WRITTEN EXERCISE: Please lay out the lines as a Markdown table with the columns Row and Line, from the line with "Task — mark the branch" up to and including the final line. Number each row and leave out blank lines.

INPUT RECORDS:
::::::::
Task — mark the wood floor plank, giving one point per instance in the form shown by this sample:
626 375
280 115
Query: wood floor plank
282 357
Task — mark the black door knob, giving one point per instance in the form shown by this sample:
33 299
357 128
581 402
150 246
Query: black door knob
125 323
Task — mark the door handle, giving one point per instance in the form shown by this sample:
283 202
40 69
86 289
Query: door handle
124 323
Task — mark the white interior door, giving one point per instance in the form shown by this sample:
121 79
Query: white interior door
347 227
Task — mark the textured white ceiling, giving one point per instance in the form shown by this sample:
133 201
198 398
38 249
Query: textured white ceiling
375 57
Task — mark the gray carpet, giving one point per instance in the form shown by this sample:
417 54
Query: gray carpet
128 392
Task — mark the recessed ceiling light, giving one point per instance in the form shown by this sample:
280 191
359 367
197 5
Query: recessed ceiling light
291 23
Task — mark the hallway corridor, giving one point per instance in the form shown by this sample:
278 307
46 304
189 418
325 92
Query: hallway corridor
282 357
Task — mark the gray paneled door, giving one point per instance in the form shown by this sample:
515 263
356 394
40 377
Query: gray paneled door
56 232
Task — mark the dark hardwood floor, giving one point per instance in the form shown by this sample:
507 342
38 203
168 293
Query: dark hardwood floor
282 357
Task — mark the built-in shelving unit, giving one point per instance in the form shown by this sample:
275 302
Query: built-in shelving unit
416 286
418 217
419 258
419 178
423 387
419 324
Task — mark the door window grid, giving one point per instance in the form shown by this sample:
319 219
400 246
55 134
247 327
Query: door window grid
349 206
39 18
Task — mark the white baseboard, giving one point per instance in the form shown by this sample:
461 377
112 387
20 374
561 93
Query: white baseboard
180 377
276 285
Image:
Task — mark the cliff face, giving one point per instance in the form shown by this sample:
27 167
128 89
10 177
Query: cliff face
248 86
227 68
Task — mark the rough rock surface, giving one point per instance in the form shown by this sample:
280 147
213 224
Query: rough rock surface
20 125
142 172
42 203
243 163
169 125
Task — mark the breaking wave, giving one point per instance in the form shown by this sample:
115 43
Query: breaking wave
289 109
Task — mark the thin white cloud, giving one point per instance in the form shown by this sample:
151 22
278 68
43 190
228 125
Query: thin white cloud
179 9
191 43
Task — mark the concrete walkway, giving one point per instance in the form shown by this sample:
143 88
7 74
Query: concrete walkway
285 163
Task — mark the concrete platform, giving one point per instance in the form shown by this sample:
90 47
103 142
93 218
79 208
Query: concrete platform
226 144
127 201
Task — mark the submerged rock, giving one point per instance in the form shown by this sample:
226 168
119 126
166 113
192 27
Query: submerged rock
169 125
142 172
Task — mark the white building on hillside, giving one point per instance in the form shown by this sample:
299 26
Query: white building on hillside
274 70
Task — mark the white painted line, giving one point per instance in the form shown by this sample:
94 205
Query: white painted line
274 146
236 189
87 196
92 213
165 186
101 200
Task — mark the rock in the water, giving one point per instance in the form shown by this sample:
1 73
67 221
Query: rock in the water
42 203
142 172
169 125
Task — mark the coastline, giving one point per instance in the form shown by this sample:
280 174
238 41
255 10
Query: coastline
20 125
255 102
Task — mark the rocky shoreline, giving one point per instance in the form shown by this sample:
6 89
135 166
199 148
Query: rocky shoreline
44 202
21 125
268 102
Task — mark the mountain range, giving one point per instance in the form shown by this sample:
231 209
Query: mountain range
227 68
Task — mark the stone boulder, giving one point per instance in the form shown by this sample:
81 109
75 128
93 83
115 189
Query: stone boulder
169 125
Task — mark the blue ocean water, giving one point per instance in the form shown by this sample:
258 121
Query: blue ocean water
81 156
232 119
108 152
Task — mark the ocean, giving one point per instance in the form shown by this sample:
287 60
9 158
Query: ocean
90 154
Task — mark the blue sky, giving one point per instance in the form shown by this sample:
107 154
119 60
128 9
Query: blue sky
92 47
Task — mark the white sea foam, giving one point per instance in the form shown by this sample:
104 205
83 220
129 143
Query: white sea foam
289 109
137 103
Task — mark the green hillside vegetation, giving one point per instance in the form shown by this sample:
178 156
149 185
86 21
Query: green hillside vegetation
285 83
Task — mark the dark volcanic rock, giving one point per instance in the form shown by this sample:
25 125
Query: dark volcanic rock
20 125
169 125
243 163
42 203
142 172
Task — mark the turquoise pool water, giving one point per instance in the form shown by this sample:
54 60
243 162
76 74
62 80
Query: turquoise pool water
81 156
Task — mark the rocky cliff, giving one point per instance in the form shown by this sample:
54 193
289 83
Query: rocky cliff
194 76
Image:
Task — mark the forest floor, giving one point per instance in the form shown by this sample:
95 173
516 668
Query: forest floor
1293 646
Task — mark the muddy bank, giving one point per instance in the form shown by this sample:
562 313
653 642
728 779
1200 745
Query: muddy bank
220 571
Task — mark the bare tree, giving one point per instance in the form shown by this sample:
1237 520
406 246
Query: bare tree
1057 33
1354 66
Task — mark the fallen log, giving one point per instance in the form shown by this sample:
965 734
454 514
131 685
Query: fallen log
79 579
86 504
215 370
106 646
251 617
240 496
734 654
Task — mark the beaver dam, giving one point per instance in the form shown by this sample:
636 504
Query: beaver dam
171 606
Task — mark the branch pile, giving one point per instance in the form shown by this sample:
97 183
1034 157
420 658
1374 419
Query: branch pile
::::::::
CORRECT OUTPUT:
| Row | Line |
|---|---|
| 1 | Task — mark the branch pile, giving one point per instance in the form shown by this sample: |
| 2 | 97 183 |
| 3 | 1034 157 |
| 4 | 420 658 |
| 5 | 1374 419 |
| 6 | Query: branch pile |